_TASK_. In all of the material below, replace every "bounding-box coordinates" with "box corner positions" and leave everything else unchanged. Omit the pictures from your answer.

_DATA SHOWN_.
________

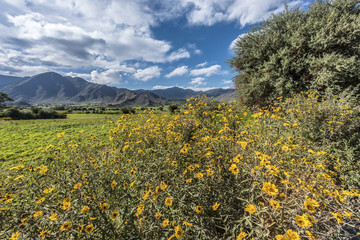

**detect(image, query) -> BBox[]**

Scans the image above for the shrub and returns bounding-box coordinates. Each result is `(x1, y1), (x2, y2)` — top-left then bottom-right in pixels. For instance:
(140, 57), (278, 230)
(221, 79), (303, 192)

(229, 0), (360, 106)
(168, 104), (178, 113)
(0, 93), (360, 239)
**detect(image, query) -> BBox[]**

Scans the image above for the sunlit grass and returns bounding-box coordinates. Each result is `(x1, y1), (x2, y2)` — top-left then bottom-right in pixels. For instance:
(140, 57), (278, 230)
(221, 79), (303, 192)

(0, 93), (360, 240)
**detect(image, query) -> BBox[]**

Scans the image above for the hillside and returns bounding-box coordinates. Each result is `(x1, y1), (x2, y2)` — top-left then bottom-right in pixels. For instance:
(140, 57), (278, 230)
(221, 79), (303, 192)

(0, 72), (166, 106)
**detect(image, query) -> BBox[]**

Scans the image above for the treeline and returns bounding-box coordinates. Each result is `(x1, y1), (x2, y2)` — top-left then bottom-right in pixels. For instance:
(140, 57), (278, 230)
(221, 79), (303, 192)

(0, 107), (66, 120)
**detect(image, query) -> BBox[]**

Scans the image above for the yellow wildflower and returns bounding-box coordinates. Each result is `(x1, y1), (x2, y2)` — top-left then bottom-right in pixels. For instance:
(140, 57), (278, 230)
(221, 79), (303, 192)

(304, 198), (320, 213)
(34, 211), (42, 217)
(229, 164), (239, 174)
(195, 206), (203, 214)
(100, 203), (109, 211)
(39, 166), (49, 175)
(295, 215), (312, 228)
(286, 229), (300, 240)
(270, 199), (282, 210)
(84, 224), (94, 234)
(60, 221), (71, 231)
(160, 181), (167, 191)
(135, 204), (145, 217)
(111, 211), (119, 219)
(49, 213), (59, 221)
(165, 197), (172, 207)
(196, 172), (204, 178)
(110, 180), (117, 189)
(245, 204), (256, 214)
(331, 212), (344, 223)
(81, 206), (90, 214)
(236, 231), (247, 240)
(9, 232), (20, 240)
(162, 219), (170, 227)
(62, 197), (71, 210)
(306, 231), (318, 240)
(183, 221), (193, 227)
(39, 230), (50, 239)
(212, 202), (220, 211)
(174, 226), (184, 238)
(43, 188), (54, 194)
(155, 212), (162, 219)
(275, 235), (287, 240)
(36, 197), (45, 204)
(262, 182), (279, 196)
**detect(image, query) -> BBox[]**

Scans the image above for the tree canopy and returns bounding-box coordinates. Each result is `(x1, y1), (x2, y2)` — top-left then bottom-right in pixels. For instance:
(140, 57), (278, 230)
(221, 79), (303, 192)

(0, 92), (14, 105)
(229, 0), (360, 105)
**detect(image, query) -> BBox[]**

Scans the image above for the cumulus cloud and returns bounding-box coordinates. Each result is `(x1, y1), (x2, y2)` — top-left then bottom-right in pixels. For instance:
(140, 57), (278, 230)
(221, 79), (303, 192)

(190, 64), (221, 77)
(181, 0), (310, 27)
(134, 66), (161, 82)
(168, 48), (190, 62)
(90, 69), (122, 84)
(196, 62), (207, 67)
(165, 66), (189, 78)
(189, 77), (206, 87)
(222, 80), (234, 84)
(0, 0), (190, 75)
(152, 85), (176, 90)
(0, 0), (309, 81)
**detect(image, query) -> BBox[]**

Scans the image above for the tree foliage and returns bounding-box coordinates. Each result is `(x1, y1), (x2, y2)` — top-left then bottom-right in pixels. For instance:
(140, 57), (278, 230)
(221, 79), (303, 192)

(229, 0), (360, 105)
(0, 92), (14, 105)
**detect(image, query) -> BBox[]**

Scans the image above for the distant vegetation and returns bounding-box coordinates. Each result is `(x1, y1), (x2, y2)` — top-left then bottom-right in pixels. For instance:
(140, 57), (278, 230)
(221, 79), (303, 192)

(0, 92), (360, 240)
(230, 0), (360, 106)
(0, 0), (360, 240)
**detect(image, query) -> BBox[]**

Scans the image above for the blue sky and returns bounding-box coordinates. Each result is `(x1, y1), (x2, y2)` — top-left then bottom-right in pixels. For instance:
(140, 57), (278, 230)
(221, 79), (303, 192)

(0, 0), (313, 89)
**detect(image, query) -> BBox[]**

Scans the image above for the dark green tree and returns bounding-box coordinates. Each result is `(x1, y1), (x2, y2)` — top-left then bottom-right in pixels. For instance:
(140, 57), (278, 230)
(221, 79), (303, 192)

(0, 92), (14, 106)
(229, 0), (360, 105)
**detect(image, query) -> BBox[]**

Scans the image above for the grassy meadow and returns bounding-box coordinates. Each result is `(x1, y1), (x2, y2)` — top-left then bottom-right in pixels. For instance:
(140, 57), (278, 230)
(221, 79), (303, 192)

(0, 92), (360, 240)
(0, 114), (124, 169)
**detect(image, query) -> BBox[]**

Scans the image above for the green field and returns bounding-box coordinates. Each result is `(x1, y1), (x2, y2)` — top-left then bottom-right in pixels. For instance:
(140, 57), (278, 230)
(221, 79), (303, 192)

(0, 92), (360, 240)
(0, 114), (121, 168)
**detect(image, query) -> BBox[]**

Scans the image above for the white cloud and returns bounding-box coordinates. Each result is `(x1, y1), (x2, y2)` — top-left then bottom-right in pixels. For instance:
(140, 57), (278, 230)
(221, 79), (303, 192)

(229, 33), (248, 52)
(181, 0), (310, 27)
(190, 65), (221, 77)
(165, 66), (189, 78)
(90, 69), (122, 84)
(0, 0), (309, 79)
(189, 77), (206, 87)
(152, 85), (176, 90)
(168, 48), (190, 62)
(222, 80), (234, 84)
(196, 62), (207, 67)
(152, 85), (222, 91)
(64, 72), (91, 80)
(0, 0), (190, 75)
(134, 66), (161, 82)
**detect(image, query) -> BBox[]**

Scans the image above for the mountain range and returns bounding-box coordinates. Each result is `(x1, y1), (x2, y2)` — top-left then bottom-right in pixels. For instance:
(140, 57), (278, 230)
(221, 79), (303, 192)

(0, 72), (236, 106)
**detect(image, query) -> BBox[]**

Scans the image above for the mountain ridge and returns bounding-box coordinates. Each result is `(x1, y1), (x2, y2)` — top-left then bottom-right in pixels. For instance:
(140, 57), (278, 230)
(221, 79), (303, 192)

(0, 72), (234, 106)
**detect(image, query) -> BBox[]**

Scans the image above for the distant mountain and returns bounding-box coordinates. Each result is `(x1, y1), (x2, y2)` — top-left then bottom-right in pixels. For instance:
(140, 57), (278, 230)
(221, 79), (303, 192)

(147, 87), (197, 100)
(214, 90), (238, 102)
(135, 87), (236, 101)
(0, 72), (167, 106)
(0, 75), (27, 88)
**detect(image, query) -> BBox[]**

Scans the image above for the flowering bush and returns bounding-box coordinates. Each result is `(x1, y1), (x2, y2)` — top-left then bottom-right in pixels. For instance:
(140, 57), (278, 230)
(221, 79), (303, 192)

________

_THE RESPONSE_.
**detect(image, query) -> BBox[]**

Scans the image above for the shrub and returns box corner positions. Each result is `(x1, y1), (x2, y2)` — top-left then bottom-right in pixels. For instance:
(140, 57), (278, 230)
(221, 79), (303, 192)

(229, 0), (360, 106)
(168, 104), (178, 113)
(0, 93), (360, 239)
**detect(image, query) -> BBox[]**

Scans the image above for the sunlit grass and returns box corner positions. Each result is `(x1, y1), (x2, y2)` — top-left then bottom-right in pixels. For instance:
(140, 57), (278, 230)
(221, 79), (303, 192)

(0, 93), (360, 240)
**detect(image, query) -> BBox[]**

Scans the image above for the hillside and returns box corner positions. Each result is `(x1, y1), (x2, y2)` — top-left then bottom-right in pixels. For instance:
(140, 57), (278, 230)
(221, 79), (303, 192)

(0, 72), (166, 106)
**detect(image, query) -> BBox[]**

Scans the image above for the treeline and returns box corner positions. Each result is `(x1, y1), (x2, y2)` — top-left then bottom-right in pixels. For instance:
(140, 57), (278, 230)
(221, 79), (303, 192)

(0, 107), (66, 120)
**detect(image, query) -> BBox[]**

Scans the image above for the yellow wildflower and returns box corner positions. Each result is `(x1, y1), (x2, y2)` — top-left then bottom-right in pixels. For instance:
(140, 57), (278, 230)
(221, 79), (303, 192)

(304, 198), (320, 213)
(34, 211), (42, 217)
(229, 164), (239, 174)
(195, 206), (203, 214)
(100, 203), (109, 211)
(39, 166), (49, 175)
(295, 215), (312, 228)
(286, 229), (300, 240)
(270, 199), (282, 210)
(84, 224), (94, 234)
(60, 221), (71, 231)
(160, 181), (167, 191)
(135, 204), (145, 217)
(111, 211), (119, 219)
(49, 213), (59, 221)
(165, 197), (172, 207)
(196, 172), (204, 178)
(110, 180), (117, 189)
(245, 204), (256, 214)
(331, 212), (344, 223)
(81, 206), (90, 214)
(236, 231), (247, 240)
(9, 232), (20, 240)
(162, 219), (170, 227)
(62, 197), (71, 210)
(306, 231), (318, 240)
(183, 221), (193, 227)
(39, 230), (50, 239)
(212, 202), (220, 211)
(174, 226), (184, 238)
(43, 188), (54, 194)
(155, 212), (162, 219)
(275, 235), (287, 240)
(36, 197), (45, 204)
(262, 182), (279, 196)
**detect(image, query) -> BBox[]**

Scans the image above for the tree canopy and returns box corner positions. Each result is `(x1, y1), (x2, y2)` — top-left then bottom-right in pixels. For instance:
(140, 57), (278, 230)
(221, 79), (303, 192)

(0, 92), (14, 105)
(229, 0), (360, 105)
**detect(image, query) -> BBox[]**

Scans the image above for the cumulus cloud and returns box corner positions. Each result is `(x1, y1), (x2, y2)` — top-left then bottom-right in pixels. For instance:
(140, 57), (278, 230)
(221, 79), (303, 192)

(190, 64), (221, 77)
(181, 0), (310, 27)
(134, 66), (161, 82)
(168, 48), (190, 62)
(90, 69), (122, 84)
(196, 62), (207, 67)
(165, 66), (189, 78)
(189, 77), (206, 87)
(222, 80), (234, 84)
(0, 0), (190, 75)
(152, 85), (176, 90)
(0, 0), (309, 81)
**detect(image, query) -> BBox[]**

Scans the image above for the tree foliage and returns box corner positions. Each result is `(x1, y1), (x2, y2)` — top-left then bottom-right in pixels. For instance:
(140, 57), (278, 230)
(221, 79), (303, 192)

(229, 0), (360, 105)
(0, 92), (14, 105)
**detect(image, query) -> BBox[]**

Scans the image above for the distant vegetation and returns box corner positions. Each result is `(x1, y1), (x2, y2)` — top-left then bottom-right in pixels. For instance:
(140, 57), (278, 230)
(221, 79), (303, 192)

(0, 92), (360, 240)
(230, 0), (360, 106)
(0, 0), (360, 240)
**detect(image, query) -> BBox[]**

Scans the image above for the blue sky and returns box corner positions. Each result is `(x1, y1), (x2, y2)` — top-left then bottom-right in pixels. For instance:
(140, 57), (278, 230)
(221, 79), (303, 192)

(0, 0), (313, 89)
**detect(image, query) -> BBox[]**

Scans the image above for the dark green tree and returns box corner positions. Each result is `(x1, y1), (x2, y2)` — top-left then bottom-right in pixels. For instance:
(140, 57), (278, 230)
(221, 79), (303, 192)

(0, 92), (14, 106)
(229, 0), (360, 105)
**detect(image, query) -> BBox[]**

Scans the image above for the grassy meadow and returns box corner positions. Each result is `(x1, y1), (x2, y2)` — top-left then bottom-right in pixels. For instance:
(140, 57), (278, 230)
(221, 79), (303, 192)

(0, 92), (360, 240)
(0, 114), (124, 169)
**detect(image, query) -> BBox[]**

Scans the image above for the green field and returns box corner positions. Each result is `(x1, y1), (x2, y2)` — top-left then bottom-right in pixels. For instance:
(140, 57), (278, 230)
(221, 79), (303, 192)

(0, 92), (360, 240)
(0, 114), (121, 168)
**detect(image, query) -> BBox[]**

Scans the image above for the white cloud and returns box corner positions. Each result is `(x1, y1), (x2, y2)` — top-left then bottom-right in pixels. For instance:
(140, 57), (278, 230)
(221, 79), (303, 192)

(229, 33), (248, 52)
(181, 0), (310, 27)
(190, 65), (221, 77)
(165, 66), (189, 78)
(90, 69), (122, 84)
(0, 0), (309, 79)
(189, 77), (206, 87)
(152, 85), (176, 90)
(168, 48), (190, 62)
(222, 80), (234, 84)
(196, 62), (207, 67)
(152, 85), (222, 91)
(64, 72), (91, 80)
(0, 0), (190, 75)
(134, 66), (161, 82)
**detect(image, query) -> BBox[]**

Scans the image above for the mountain range and returns box corner positions. Each result is `(x1, y1), (x2, y2)` — top-left then bottom-right in pixels. For instance:
(140, 57), (278, 230)
(221, 79), (303, 192)

(0, 72), (236, 106)
**detect(image, query) -> BBox[]**

Scans the image above for the mountain ridge and returns box corner positions. Each result is `(x1, y1), (x2, y2)` — top-left then bottom-right in pixels. For instance:
(140, 57), (278, 230)
(221, 79), (303, 192)

(0, 72), (234, 106)
**detect(image, query) -> BBox[]**

Scans the image above for the distant mountain and returns box corner positions. Each result is `(x1, y1), (x2, y2)` — top-left then bottom-right in pixels. For instance:
(140, 57), (278, 230)
(221, 79), (303, 192)

(147, 87), (197, 100)
(214, 90), (238, 102)
(135, 87), (236, 101)
(0, 72), (167, 106)
(0, 75), (27, 88)
**detect(image, query) -> BBox[]**

Scans the image above for the flowering bush and returns box corner positions. Each result is `(x1, y1), (x2, y2)` — top-left then bottom-right in pixels. For instance:
(140, 57), (278, 230)
(221, 79), (303, 192)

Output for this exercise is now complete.